PROBLEM REQUIREMENTS: Copy every line of text in the records below word for word, leaving out the pictures.

DATA PROVIDED:
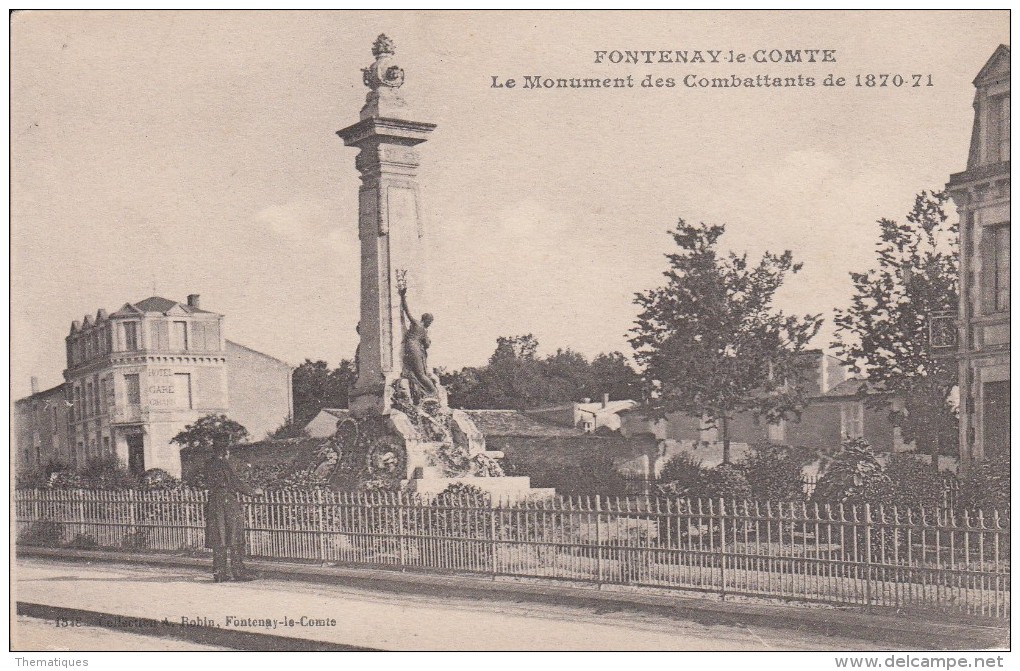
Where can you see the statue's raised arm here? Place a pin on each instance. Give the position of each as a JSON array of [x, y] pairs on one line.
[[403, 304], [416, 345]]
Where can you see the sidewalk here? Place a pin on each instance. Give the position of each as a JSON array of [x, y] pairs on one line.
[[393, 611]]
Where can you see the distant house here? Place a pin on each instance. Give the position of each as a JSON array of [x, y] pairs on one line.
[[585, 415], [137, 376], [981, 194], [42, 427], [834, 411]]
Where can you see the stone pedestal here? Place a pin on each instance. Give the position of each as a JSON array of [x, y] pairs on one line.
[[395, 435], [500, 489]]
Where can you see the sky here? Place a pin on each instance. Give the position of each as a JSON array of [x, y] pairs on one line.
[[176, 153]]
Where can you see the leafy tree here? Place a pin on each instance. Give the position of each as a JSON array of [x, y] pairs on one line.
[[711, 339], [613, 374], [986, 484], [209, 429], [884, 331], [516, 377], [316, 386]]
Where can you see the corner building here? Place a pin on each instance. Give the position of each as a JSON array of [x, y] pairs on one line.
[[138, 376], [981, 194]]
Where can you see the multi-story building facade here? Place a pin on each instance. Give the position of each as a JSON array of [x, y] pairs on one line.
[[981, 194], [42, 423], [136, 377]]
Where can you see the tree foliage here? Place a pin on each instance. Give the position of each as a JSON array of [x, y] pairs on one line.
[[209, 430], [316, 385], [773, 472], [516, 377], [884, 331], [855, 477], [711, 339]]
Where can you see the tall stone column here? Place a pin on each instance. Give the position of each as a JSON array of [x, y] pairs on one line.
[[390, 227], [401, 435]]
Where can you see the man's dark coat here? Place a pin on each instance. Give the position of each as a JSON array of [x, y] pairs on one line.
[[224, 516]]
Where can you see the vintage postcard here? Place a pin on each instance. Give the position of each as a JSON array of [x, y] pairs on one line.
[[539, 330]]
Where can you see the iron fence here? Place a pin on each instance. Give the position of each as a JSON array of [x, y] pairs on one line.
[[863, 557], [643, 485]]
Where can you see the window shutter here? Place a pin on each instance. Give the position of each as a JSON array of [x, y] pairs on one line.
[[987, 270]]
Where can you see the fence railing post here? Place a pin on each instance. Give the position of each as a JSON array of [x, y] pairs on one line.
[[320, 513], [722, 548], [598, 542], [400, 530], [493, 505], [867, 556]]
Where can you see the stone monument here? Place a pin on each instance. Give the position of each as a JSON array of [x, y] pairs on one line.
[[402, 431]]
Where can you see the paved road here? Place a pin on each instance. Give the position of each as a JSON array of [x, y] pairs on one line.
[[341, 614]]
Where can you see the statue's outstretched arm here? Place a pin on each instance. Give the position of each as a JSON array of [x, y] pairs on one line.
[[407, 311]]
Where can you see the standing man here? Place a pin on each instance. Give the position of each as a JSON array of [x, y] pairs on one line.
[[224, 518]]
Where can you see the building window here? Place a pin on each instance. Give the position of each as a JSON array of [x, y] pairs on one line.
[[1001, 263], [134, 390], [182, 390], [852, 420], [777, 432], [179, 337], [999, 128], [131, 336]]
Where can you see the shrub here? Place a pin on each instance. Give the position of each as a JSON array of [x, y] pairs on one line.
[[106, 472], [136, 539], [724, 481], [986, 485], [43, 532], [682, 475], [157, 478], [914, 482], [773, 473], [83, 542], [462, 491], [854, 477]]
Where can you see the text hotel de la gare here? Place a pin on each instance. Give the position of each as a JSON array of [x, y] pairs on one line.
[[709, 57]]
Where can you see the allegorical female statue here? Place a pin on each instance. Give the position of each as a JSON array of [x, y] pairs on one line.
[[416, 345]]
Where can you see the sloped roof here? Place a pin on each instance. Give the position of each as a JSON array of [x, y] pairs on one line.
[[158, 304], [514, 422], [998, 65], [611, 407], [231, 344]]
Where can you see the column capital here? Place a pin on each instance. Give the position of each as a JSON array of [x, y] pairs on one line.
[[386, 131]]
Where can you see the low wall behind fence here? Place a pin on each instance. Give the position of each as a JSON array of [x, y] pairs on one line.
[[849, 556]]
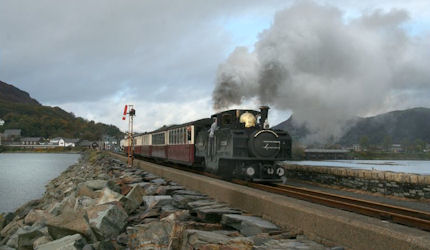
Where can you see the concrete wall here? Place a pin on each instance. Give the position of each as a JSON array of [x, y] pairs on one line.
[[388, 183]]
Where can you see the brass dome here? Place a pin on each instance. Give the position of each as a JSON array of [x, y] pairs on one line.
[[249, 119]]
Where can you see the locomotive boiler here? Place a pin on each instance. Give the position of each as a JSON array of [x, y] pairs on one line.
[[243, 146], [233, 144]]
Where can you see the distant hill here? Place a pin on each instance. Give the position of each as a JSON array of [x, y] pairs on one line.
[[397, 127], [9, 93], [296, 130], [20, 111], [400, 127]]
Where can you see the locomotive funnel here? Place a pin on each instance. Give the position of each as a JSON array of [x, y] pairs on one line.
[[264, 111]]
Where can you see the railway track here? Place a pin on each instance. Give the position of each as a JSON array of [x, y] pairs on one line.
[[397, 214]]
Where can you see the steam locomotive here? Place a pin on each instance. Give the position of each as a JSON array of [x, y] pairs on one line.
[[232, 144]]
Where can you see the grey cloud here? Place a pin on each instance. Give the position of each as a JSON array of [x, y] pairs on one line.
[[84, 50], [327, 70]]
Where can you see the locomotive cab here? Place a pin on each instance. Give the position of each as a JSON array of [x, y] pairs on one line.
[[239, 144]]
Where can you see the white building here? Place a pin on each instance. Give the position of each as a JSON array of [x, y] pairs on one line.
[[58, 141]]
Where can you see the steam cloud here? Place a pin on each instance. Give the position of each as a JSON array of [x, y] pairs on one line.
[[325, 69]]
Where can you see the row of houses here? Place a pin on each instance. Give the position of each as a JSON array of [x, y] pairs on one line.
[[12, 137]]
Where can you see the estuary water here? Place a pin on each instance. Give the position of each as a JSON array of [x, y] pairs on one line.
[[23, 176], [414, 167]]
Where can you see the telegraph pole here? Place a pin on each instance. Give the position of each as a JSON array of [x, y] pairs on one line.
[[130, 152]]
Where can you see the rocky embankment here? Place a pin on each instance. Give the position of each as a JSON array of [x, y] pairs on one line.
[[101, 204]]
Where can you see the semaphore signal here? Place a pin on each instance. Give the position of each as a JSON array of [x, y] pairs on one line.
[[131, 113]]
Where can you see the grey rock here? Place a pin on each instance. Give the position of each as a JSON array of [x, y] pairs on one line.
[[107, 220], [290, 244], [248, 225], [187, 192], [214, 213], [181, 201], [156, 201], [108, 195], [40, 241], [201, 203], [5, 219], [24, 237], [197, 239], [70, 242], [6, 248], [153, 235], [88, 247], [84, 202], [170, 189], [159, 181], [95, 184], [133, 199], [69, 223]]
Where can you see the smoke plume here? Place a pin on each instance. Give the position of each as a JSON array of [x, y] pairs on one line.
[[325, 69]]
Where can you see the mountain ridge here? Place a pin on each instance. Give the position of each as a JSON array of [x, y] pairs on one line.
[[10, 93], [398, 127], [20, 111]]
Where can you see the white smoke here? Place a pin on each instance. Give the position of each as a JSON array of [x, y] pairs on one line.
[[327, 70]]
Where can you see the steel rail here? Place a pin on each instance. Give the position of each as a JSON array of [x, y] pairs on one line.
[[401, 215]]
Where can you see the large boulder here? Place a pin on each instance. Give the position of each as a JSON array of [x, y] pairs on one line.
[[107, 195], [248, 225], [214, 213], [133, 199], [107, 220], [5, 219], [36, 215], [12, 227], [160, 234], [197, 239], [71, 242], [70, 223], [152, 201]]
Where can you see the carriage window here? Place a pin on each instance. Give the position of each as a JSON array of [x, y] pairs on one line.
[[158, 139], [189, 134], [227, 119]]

THE RESULT:
Where can you see the statue's raised arm here? Place a pin on each instance. Give the position of each as a JSON array of [x, y] pairs on one line.
[[403, 304], [416, 345]]
Where can you see the sidewalk here? Place a pin on each instance. Give the position of each as a JSON array of [x, y] pairs on one line.
[[393, 611]]
Where can you see the distant house here? Place a pin on each instance. Give the position of each as a JSON array of [x, y] pairs on one line.
[[585, 415], [137, 376], [981, 194], [42, 427], [834, 411]]
Where can you see the stone pedestal here? Place a pin on each instance. Give the position of each as a JSON array of [x, y] pairs on one line.
[[395, 435], [500, 489]]
Where can you see the sky here? Place a pin on each instance. Give the position of each as a JSON array of [x, y] pairs on one line.
[[176, 153]]
Where can you see the leafy tree here? Place a pin on each instance. Give the position of each as a JSON array of [x, y] pairs on one line.
[[711, 339], [613, 374], [986, 484], [209, 429], [884, 331], [516, 377], [316, 386]]
Where can you see the corner building here? Place a pin on each instance. Give the position of each as a JSON array of [x, y] pairs on one line.
[[138, 376], [981, 194]]
Where can you see the multi-story building facade here? Place a pin on each instance. Give the position of each as a JSON array of [x, y] pairs on one line.
[[981, 194], [42, 423], [136, 377]]
Where can you see the tree foliage here? Place a pin on each instance. Give the position of each as a JSON array of [x, y] pairs on one line.
[[209, 430], [316, 385], [773, 472], [516, 377], [884, 331], [855, 477], [711, 339]]
Where can you see the tall stone column here? Place a pin on each instance. Give the position of each as a JSON array of [x, y] pairs on one line.
[[390, 227], [401, 435]]
Where can you see the man's dark coat here? Place a pin on each instance. Give the position of each as a JSON array of [x, y] pairs on one line.
[[224, 516]]
Where can you see the vintage postcard here? Place a pin on each instance. Give the position of each as a JSON array of [x, y] pairs on one line.
[[539, 330]]
Where can you see the iron fence here? Place a pin on each instance. Give the position of each as a JSON array of [x, y] pairs on one line.
[[863, 557], [643, 485]]
Where can you see the window shutter here? Place a pin on each instance. Give the position of each as a JSON array of [x, y] pairs on one line.
[[987, 270]]
Where can you see the fence railing post here? Place a pin on each instance. Give the position of each as a JSON array of [x, y] pairs on one line.
[[320, 513], [722, 548], [598, 542], [400, 530], [493, 505], [867, 556]]
Where can you see the stone monument here? Place a pin on each instance. Give the position of each as a JSON array of [x, y] pairs on one line.
[[402, 431]]
Where can you see the paved road here? Place a pin on each instance. Give the position of each as a JSON array of [x, y] pairs on one line.
[[341, 614]]
Where can you see the statue's outstretched arm here? Place a pin on each instance. Give the position of each as a JSON array of [x, y] pairs on one line.
[[407, 311]]
Where can you see the standing man here? Place a pin on each instance. Give the position of each as a JSON array of [x, y] pairs on one line.
[[224, 518]]
Where can you see the building window here? Place a pin on each instance. Give the position of each as a JSON array of [x, y] pairs on one line.
[[1001, 263], [134, 390], [182, 390], [852, 420], [777, 432], [179, 337], [999, 128], [131, 336]]
Where can you see the shrub here? Place a pin on each instance. Give the position of each as a JSON array of [x, y] pairs on one line.
[[106, 472], [136, 539], [724, 481], [986, 485], [43, 532], [682, 475], [157, 478], [914, 482], [773, 473], [83, 542], [462, 491], [854, 477]]
Where can you see the text hotel de la gare here? Place a pin on each instance. Give the position of each as a JSON array of [x, y] pairs on one line.
[[709, 57]]
Where can you see the allegorical female statue here? Place a pin on each instance. Give the position of each as a JSON array of [x, y] pairs on one line.
[[416, 345]]
Where can you see the sloped roof here? Place a pin on each instance. Give the position of each as a JSON array of [x, y] pairs on one line.
[[158, 304], [514, 422], [998, 65], [611, 407], [231, 344]]
Where can you see the column capital here? Place a pin on each instance. Give the position of each as a JSON array of [x, y] pairs on one line.
[[386, 131]]
Where can you see the low wall behind fence here? Place a pin on each instance. Give the position of each as a JSON array of [x, y] pairs on one line.
[[849, 556]]
Where can you see the concrete wall here? Place a pin on each instance. Give the position of each as a JSON array of [x, y] pairs on one line.
[[388, 183]]
Where can you see the brass dome here? Place a pin on each instance. Give the position of each as a JSON array of [x, y] pairs on one line.
[[249, 119]]
Where can you see the locomotive boiler here? Place a pin on each instance. Give the position of each as a JSON array of [x, y] pairs on one line.
[[243, 146], [233, 144]]
Where can you see the distant hill here? Place a pin on each instance. Give the position of each as a JSON array of [x, y] pairs on one line.
[[397, 127], [9, 93], [296, 130], [20, 111], [400, 127]]
Where can you see the locomotive funnel here? Place a pin on each instance. Give the position of each as a JSON array of [x, y] pairs on one line.
[[264, 111]]
Where can you see the railway track here? Place a pin on each instance. Give the position of each as a JSON array of [x, y] pairs on one line.
[[397, 214]]
Where can you see the steam locomotive here? Place a pin on each instance. Give the position of each as a JSON array of [x, y] pairs on one line.
[[232, 144]]
Where can you see the grey cloud here? Place a pin on each instance. Give the position of each as a JSON array of [x, y] pairs on one line.
[[84, 50], [327, 70]]
Where can you see the locomotive cab here? Place a pin on each instance. Give the position of each as a JSON array of [x, y] pairs on one line.
[[239, 144]]
Where can you see the white building here? Place a pin on each instance. Give the position of each as a JSON array of [x, y] pairs on one line.
[[58, 141]]
Where can you see the steam cloud here? Place a pin on each instance. Give the position of each as a JSON array of [x, y] pairs on one line.
[[325, 69]]
Where can you see the row of houses here? Place a pin on each instance. Give the position of each as a JSON array of [x, y] pairs on one line.
[[12, 137]]
Where can you see the estuary water here? Place a pin on each instance. Give the position of each as a JSON array of [x, y] pairs on one line.
[[23, 176], [414, 167]]
Where can you see the telegraph pole here? Place a pin on each instance. Give the position of each as a JSON array of [x, y] pairs on one line.
[[130, 152]]
Where can you see the rocky embankment here? Place a pin on each instance. Give the position of each as a JSON array of [x, y] pairs on one line.
[[101, 204]]
Where can you see the semaphore signal here? Place a pin on each instance. Give the position of each as a JSON array of [x, y] pairs on one line.
[[131, 113]]
Where can you see the grey rock here? Place a pin on each instance. Give the position of each as a JSON array of [x, y] pairs on one line.
[[107, 220], [290, 244], [248, 225], [187, 192], [214, 213], [181, 201], [156, 201], [108, 195], [40, 241], [201, 203], [5, 219], [24, 237], [197, 239], [70, 242], [6, 248], [153, 235], [88, 247], [84, 202], [170, 189], [159, 181], [95, 184], [133, 199], [69, 223]]
Where can you see the smoke plume here? Place a pin on each instance. Give the position of each as a JSON array of [x, y] pairs on one line.
[[325, 69]]
Where can you see the mountain ridge here? Place a pin on each instance. Give the position of each as a JSON array of [x, y] pairs on one line.
[[10, 93], [398, 127], [20, 111]]
Where can you see the white smoke here? Place a pin on each instance. Give the position of each as a JSON array of [x, y] pairs on one line.
[[327, 70]]
Where can you see the steel rail here? Place a pin on each instance. Give the position of each as a JSON array of [x, y] pairs on one line.
[[401, 215]]
Where can you see the large boulder here? Place a pin on each instance. Give the position of each as a JSON array of [x, y] pairs on one line.
[[107, 195], [248, 225], [214, 213], [133, 199], [107, 220], [5, 219], [36, 215], [12, 227], [160, 234], [197, 239], [71, 242], [70, 223], [152, 201]]
Where can you see the carriage window here? Place a pin on each instance. Give the position of each as a JSON array of [x, y] pairs on one line.
[[158, 139], [189, 134], [227, 119]]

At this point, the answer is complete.